Consignes →
Répondez à ces questions à partir du compte rendu :
1. En quelle année et dans quelle ville la brochure de Jean Besset a-t-elle paru ?
2. Quel est le format de la brochure ?
3. Dans la description de l'orri pris en exemple, quel nom porte le bâtiment réservé à l'âne ?

RECENSION 5 / REVIEW 5

ORRIS D'ARIÈGE

Parution initiale dans L'Architecture vernaculaire, tome 22, 1998

 

Jean Besset, Orris d’Ariège. Itinéraires en pays d’Auzat et du Vicdessos en Couserans et haute Ariège, Foix, 1995, 96 p. (compte rendu : Christian Lassure).

Avec cette brochure à la présentation élégante et au format pratique (19,8 x 20 cm), M. Jean Besset nous livre un ouvrage double, comportant d’une part une étude des vestiges de l’ancienne économie pastorale du haut Vicdessos, d’autre part une série d’itinéraires de découverte permettant de visiter les sites d’orris dans la montagne ariégoise.

Les vestiges architecturaux des orris son décrits à travers un exemple, celui de l’orri de Riouffat dans la vallée de Soulcem : voies d’accès, architecture, les différents bâtiments (la cabane d’habitation, le mazuc ou cave à fromages, le cabanat pour l’âne, le parc ou enclos, la marga ou couloir de traite). Sont ensuite rappelées les activités pastorales liées à l’orri.

Les itinéraires proposés, assortis de cartes, ont pour but de faciliter l’accès aux bâtisses encore debout ou restaurées ces dernières années. Ils seront nul doute appréciés des randonneurs amateurs de beaux paysages.

Sachant que les quelques données disponibles jusqu’ici sur les orris ariégeois provenaient de sources disparates (principalement M. Chevalier, La vie humaine dans les Pyrénées ariégeoises, 1956; J. Dangerma, Il était une chapelle au fond d’une vallée, 1979; volume Midi toulousain et pyrénéen du Corpus de l’architecture rurale française, 1979), on conçoit que cette brochure sera utile au spécialiste de la construction en pierre sèche soucieux de compléter sa documentation.

Ceci dit, on peut émettre quelques réserves sur certaines affirmations d’ordre terminologique et architectural.

Liste des données →

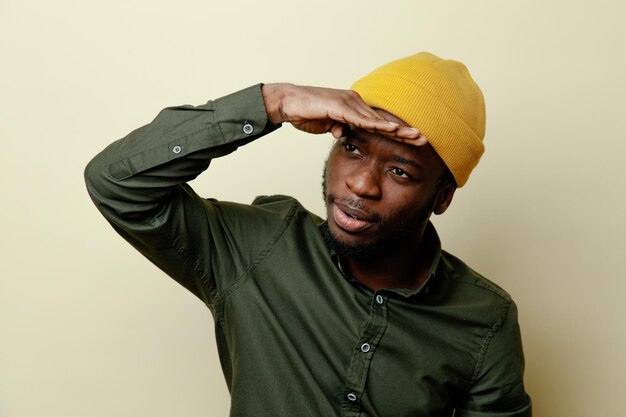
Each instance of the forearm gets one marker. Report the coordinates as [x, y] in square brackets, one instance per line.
[132, 177]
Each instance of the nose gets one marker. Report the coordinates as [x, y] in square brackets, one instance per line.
[364, 181]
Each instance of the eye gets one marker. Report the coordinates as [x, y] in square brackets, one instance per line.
[350, 148]
[400, 173]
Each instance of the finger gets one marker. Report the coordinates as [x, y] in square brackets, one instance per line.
[420, 141]
[340, 130]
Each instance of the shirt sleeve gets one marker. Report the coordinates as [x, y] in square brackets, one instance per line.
[139, 184]
[498, 388]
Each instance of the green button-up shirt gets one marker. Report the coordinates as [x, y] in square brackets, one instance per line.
[296, 336]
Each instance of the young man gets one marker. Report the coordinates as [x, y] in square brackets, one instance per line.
[359, 315]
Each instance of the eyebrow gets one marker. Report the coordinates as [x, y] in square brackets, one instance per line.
[354, 136]
[407, 162]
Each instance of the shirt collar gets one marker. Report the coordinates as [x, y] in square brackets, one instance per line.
[432, 238]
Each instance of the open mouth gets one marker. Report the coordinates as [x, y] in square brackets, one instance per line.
[349, 220]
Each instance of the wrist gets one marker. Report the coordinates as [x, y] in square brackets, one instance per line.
[273, 96]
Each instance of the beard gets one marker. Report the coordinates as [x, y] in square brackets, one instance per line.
[395, 230]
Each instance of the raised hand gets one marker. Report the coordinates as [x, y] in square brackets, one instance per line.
[320, 110]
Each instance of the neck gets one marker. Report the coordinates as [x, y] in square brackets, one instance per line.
[403, 265]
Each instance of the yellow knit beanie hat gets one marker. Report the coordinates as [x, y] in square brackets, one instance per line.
[439, 98]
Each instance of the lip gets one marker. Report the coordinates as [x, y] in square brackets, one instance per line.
[350, 220]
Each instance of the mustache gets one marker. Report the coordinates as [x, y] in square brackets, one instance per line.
[355, 204]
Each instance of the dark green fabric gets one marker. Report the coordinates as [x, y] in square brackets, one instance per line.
[296, 337]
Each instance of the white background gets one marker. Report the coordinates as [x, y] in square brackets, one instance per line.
[90, 328]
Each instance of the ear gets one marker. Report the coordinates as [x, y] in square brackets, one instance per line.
[444, 197]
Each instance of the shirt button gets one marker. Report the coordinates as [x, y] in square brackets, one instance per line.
[248, 129]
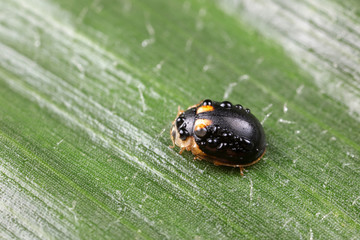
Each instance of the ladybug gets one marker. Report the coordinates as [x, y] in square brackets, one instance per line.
[220, 132]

Réponse attendue →
1. En 1995, à Foix.
2. 19,8 x 20 cm.
3. Le cabanat.